2

I'm doing small task on Sparql Query. I want to get the number of entities and number of instances. I have basic knowledge of Sparql and rdf. So I wrote sparql query to get the number of entities but i'm not 100% sure it's right. The endpoint i'm using is Dbpedia. Here's the query.

#Number of Entities

SELECT  (count(?entity) AS ?Entities)
                          WHERE{   ?entity rdf:type ?type.
 }
-----------
Output:
113715893

The output above me gives me big number. I'm just wondering is that the right query to get the number of entities?

Also I have to get the number of Instances. I'm not sure what 'instances' means. I assume that is the subclass or something. Can anyone help me out with the task?

Aziz Mumtaz
  • 95
  • 1
  • 6

1 Answers1

2

Hey the problems with the terms entity and instance is they are used often in different meanings. I assume Entity means every uri that can be an subject. While instance means every entity which is an instance of an owl:Class.

For the entities the query would be:

SELECT  (count(distinct ?entity) AS ?Entities)

— Entries —
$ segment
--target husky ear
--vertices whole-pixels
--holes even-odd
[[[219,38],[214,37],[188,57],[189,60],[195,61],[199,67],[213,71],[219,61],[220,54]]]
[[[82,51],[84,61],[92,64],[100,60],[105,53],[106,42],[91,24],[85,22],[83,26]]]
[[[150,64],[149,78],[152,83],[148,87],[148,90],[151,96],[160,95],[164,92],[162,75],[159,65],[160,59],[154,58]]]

— What to work on —
1. Print the portion of the SPARQL forum thread between "I'm doing small" and "Here's the query.", inclusive.
2. Render every line of the listing that follows the SPARQL forum thread as a numbered list, omitting any blank lines.

— Solutions to the tasks —
1.
I'm doing small task on Sparql Query. I want to get the number of entities and number of instances. I have basic knowledge of Sparql and rdf. So I wrote sparql query to get the number of entities but i'm not 100% sure it's right. The endpoint i'm using is Dbpedia. Here's the query.

2.
1. $ segment
2. --target husky ear
3. --vertices whole-pixels
4. --holes even-odd
5. [[[219,38],[214,37],[188,57],[189,60],[195,61],[199,67],[213,71],[219,61],[220,54]]]
6. [[[82,51],[84,61],[92,64],[100,60],[105,53],[106,42],[91,24],[85,22],[83,26]]]
7. [[[150,64],[149,78],[152,83],[148,87],[148,90],[151,96],[160,95],[164,92],[162,75],[159,65],[160,59],[154,58]]]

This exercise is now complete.